WHAT YOU ARE ASKED TO DO
Repeat the lines below exactly as they appear, but leave out the images.
Start of DATA SHOWN
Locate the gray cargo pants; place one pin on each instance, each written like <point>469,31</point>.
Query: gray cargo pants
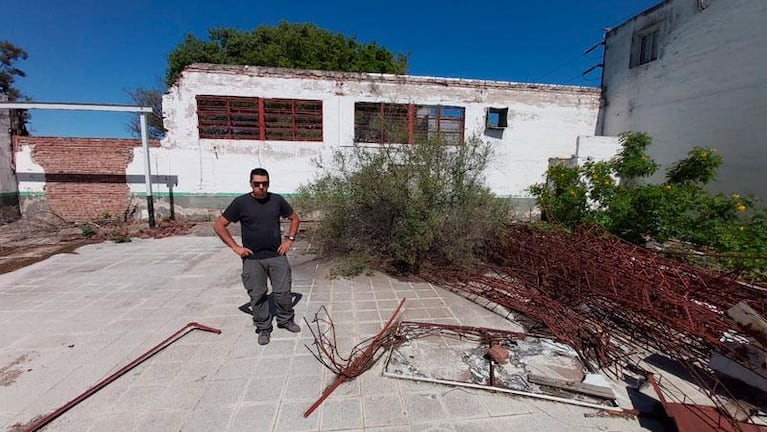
<point>254,275</point>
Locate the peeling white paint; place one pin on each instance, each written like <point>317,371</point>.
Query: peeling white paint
<point>707,88</point>
<point>544,122</point>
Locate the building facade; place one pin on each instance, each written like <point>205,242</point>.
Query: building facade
<point>691,73</point>
<point>222,121</point>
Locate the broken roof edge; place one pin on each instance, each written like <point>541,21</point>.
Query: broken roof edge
<point>261,71</point>
<point>614,30</point>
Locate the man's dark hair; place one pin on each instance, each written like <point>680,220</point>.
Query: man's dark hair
<point>258,171</point>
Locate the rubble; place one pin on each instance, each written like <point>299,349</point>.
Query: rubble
<point>615,303</point>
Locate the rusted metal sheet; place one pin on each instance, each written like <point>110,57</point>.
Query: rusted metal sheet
<point>609,299</point>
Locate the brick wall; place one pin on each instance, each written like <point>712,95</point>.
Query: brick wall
<point>84,177</point>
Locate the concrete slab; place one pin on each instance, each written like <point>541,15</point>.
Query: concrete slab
<point>73,319</point>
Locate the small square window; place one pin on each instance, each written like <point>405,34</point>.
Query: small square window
<point>644,45</point>
<point>497,118</point>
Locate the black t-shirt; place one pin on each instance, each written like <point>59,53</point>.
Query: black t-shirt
<point>260,222</point>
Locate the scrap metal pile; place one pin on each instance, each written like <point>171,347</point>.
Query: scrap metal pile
<point>610,299</point>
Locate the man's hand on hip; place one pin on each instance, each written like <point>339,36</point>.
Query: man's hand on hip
<point>284,247</point>
<point>242,251</point>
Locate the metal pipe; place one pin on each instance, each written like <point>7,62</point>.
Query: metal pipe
<point>147,170</point>
<point>101,384</point>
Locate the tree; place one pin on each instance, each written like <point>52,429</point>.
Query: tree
<point>9,55</point>
<point>151,98</point>
<point>288,45</point>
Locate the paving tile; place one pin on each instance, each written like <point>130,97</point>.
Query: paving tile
<point>255,418</point>
<point>97,301</point>
<point>306,365</point>
<point>424,407</point>
<point>463,404</point>
<point>384,410</point>
<point>434,427</point>
<point>265,389</point>
<point>290,418</point>
<point>343,413</point>
<point>224,392</point>
<point>207,419</point>
<point>365,305</point>
<point>273,366</point>
<point>303,387</point>
<point>159,421</point>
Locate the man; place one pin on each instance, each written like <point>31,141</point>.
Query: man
<point>263,251</point>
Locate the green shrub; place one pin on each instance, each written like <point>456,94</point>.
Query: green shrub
<point>402,205</point>
<point>681,208</point>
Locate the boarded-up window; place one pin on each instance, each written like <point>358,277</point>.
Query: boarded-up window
<point>644,45</point>
<point>385,123</point>
<point>230,117</point>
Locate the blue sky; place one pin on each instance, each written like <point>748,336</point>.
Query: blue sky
<point>92,51</point>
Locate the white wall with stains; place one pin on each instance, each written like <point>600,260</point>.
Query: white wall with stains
<point>544,121</point>
<point>708,86</point>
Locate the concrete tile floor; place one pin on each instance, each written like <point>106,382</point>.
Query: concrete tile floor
<point>75,318</point>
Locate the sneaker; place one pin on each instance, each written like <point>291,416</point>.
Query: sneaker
<point>263,338</point>
<point>291,327</point>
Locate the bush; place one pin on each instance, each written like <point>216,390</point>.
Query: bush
<point>681,208</point>
<point>401,205</point>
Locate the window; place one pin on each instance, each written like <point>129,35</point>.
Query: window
<point>497,118</point>
<point>384,123</point>
<point>230,117</point>
<point>644,45</point>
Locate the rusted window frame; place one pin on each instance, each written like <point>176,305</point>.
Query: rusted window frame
<point>254,118</point>
<point>415,124</point>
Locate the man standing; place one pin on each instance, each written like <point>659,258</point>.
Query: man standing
<point>263,251</point>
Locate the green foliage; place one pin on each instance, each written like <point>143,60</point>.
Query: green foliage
<point>87,231</point>
<point>681,208</point>
<point>632,162</point>
<point>9,56</point>
<point>403,205</point>
<point>288,45</point>
<point>700,167</point>
<point>154,124</point>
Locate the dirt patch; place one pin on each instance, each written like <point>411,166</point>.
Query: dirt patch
<point>18,427</point>
<point>26,242</point>
<point>9,374</point>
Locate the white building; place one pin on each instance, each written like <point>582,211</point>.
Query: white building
<point>222,121</point>
<point>692,73</point>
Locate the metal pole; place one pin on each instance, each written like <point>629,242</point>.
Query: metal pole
<point>147,171</point>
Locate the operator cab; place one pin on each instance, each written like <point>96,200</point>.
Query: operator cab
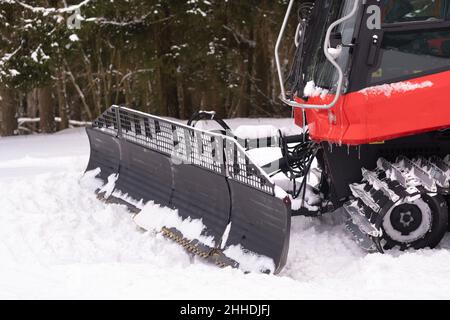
<point>371,44</point>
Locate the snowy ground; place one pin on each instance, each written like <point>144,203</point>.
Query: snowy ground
<point>58,241</point>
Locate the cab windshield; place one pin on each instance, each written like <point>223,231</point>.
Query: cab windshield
<point>311,63</point>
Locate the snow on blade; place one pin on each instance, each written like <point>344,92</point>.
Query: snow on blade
<point>154,217</point>
<point>400,87</point>
<point>256,132</point>
<point>108,188</point>
<point>249,261</point>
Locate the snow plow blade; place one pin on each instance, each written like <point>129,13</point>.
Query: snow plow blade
<point>203,175</point>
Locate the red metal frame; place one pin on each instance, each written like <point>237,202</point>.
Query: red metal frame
<point>367,117</point>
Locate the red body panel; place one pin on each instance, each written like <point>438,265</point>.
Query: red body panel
<point>370,116</point>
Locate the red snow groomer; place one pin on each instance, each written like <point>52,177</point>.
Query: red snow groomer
<point>369,83</point>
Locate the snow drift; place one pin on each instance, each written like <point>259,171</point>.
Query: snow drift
<point>58,241</point>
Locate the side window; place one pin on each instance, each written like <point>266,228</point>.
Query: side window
<point>396,11</point>
<point>408,54</point>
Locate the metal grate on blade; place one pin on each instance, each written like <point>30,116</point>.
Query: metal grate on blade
<point>185,145</point>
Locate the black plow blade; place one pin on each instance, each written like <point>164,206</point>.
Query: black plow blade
<point>204,176</point>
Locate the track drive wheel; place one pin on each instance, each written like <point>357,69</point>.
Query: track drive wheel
<point>419,223</point>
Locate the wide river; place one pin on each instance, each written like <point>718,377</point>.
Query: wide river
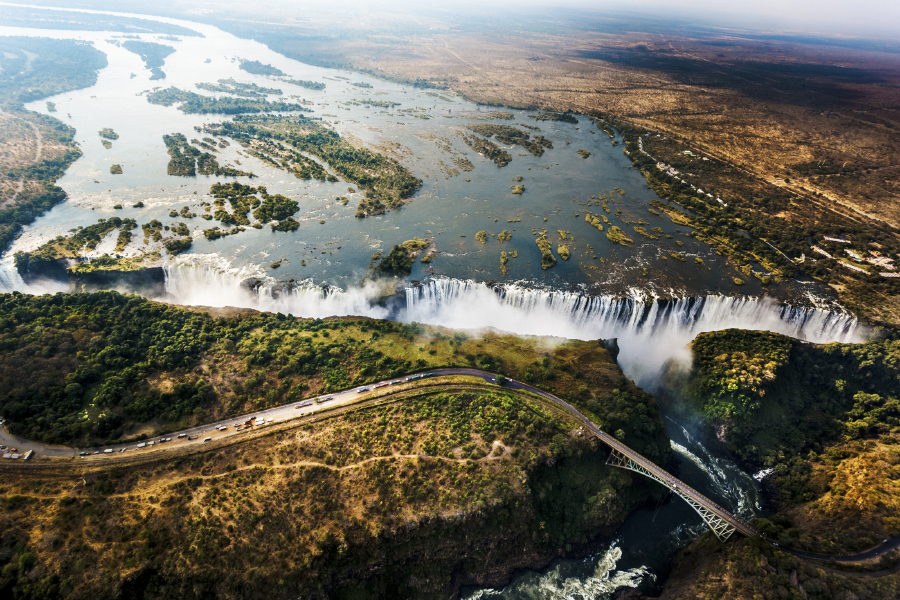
End of DATA SHOWN
THE OUTPUT
Locate the gray cargo pants; place one pin on each instance, each written like <point>469,31</point>.
Query: gray cargo pants
<point>254,275</point>
Locate the peeling white paint; place one pin on each instance, each written like <point>317,371</point>.
Query: peeling white paint
<point>707,88</point>
<point>544,122</point>
Locate the building facade; place one pin on each instance, each written like <point>205,242</point>.
Query: building facade
<point>691,73</point>
<point>222,121</point>
Locate the broken roof edge; place one pin on each instance, each written like <point>541,21</point>.
Query: broken roof edge
<point>261,71</point>
<point>614,30</point>
Locate the man's dark hair; place one pin on each instance, each written like <point>680,220</point>.
Query: man's dark hair
<point>258,171</point>
Locate the rubble; place one pin on each instance, each written like <point>299,349</point>.
Query: rubble
<point>615,303</point>
Locate the rusted metal sheet; place one pin on each instance, each written like <point>110,57</point>.
Query: rusted metal sheet
<point>609,299</point>
Locate the brick wall; place one pin on each instance, each written like <point>712,95</point>.
Query: brick wall
<point>84,177</point>
Locate the concrete slab; place one pin on each instance, each written like <point>541,15</point>.
Query: concrete slab
<point>73,319</point>
Locate the small square window; place one pin on each instance, each written like <point>405,34</point>.
Query: small square window
<point>644,45</point>
<point>497,118</point>
Locate the black t-shirt; place one pin on each instance, each written like <point>59,53</point>.
Query: black t-shirt
<point>260,222</point>
Locate the scrap metal pile; place one pin on each instance, each written like <point>171,347</point>.
Query: scrap metal pile
<point>610,299</point>
Locate the man's hand on hip; place one pin on each instance, each written like <point>339,36</point>.
Query: man's hand on hip
<point>284,247</point>
<point>242,251</point>
Locate the metal pipe; place one pin on each instance, each written like <point>7,62</point>.
Query: metal pipe
<point>147,170</point>
<point>101,384</point>
Locate the tree; place one pin on each instance, each written like <point>52,429</point>.
Query: tree
<point>9,55</point>
<point>151,98</point>
<point>288,45</point>
Locate the paving tile; place one pin on each instance, each written like <point>130,97</point>.
Query: paving tile
<point>255,418</point>
<point>97,301</point>
<point>306,365</point>
<point>424,407</point>
<point>463,404</point>
<point>384,410</point>
<point>434,427</point>
<point>265,389</point>
<point>290,418</point>
<point>343,413</point>
<point>224,392</point>
<point>207,419</point>
<point>365,305</point>
<point>273,366</point>
<point>303,387</point>
<point>159,421</point>
Locate the man; place one pin on each instance, each written like <point>31,141</point>.
Query: man
<point>263,251</point>
Locate the green shrub; place one pin on each instance, each written like <point>456,94</point>.
Query: green shrub
<point>402,205</point>
<point>681,208</point>
Locate the boarded-up window; place one pin on each instance, each written like <point>358,277</point>.
Query: boarded-up window
<point>644,45</point>
<point>385,123</point>
<point>230,117</point>
Locate the blue sky; place one pin on each instance, each written like <point>748,336</point>.
Query: blue sky
<point>92,51</point>
Locate the white wall with stains; place one pin on each instance, each written like <point>600,260</point>.
Query: white wall with stains
<point>544,121</point>
<point>708,86</point>
Locate the concrete tile floor; place one pin on each instance, each written like <point>106,382</point>.
Query: concrete tile floor
<point>75,318</point>
Locate the sneaker; place one pin on each instance, each written like <point>291,416</point>.
Query: sneaker
<point>263,338</point>
<point>291,327</point>
Locate the bush; place one pin on each instance, each written like <point>216,390</point>.
Query: bush
<point>681,208</point>
<point>401,205</point>
Locate the window; place one pin on each instance, each written like <point>129,35</point>.
Query: window
<point>497,118</point>
<point>384,123</point>
<point>230,117</point>
<point>644,45</point>
Locate the rusted window frame; place one pin on each instance, each written like <point>176,305</point>.
Query: rusted window frame
<point>254,118</point>
<point>415,124</point>
Locate the man standing; place one pin on each instance, each written like <point>659,258</point>.
Query: man standing
<point>263,251</point>
Locate the green foliage; place one pin on each instance, each written like <point>143,60</point>.
Query: green foliage
<point>87,231</point>
<point>681,208</point>
<point>632,162</point>
<point>9,56</point>
<point>403,205</point>
<point>288,45</point>
<point>700,167</point>
<point>154,124</point>
Locate the dirt patch; place one pin on each instance, each written like <point>411,166</point>.
Query: dirt patch
<point>18,427</point>
<point>26,242</point>
<point>9,374</point>
Locate the white building; place one pin on each instance, each written like <point>582,211</point>.
Query: white building
<point>222,121</point>
<point>692,73</point>
Locate the metal pole; place one pin on each instance, each written like <point>629,242</point>.
Query: metal pole
<point>147,171</point>
Locate the operator cab; place one pin on each instance, each written like <point>96,200</point>.
Query: operator cab
<point>371,44</point>
Locate the snowy ground; place one pin on each instance, each written like <point>144,203</point>.
Query: snowy ground
<point>58,241</point>
Locate the cab windshield; place one pin on each instance, each written like <point>223,231</point>.
Query: cab windshield
<point>311,63</point>
Locate the snow on blade; place one pin on each instance, each written like <point>344,92</point>.
Query: snow on blade
<point>154,217</point>
<point>400,87</point>
<point>256,132</point>
<point>108,188</point>
<point>249,261</point>
Locate the snow plow blade; place one pin on each instance, each written like <point>129,13</point>.
Query: snow plow blade
<point>203,175</point>
Locate the red metal frame; place one pin on each instance, each written like <point>237,202</point>.
Query: red metal frame
<point>367,117</point>
Locate the red body panel; place one pin on each instance, each written like <point>438,265</point>.
Query: red body panel
<point>370,116</point>
Locate the red snow groomer; place one pin on each instance, each written like <point>52,177</point>.
Query: red snow groomer
<point>369,83</point>
Locate the snow drift; place one pin on each instance, each written like <point>259,171</point>.
Query: snow drift
<point>58,241</point>
Locate the side window; place one pin on each instance, each written like <point>266,228</point>.
Query: side window
<point>396,11</point>
<point>408,54</point>
Locate the metal grate on blade; place one pin on each instance, each written like <point>30,116</point>.
Query: metal grate on blade
<point>185,145</point>
Locate the black plow blade; place one pin on each instance, each written like <point>164,206</point>.
Query: black plow blade
<point>204,176</point>
Locate the track drive wheel; place one pin on each instance, each written like <point>357,69</point>.
Query: track drive wheel
<point>419,223</point>
Locate the wide river; place one pin on each instance, each written like <point>718,377</point>.
Query: wide river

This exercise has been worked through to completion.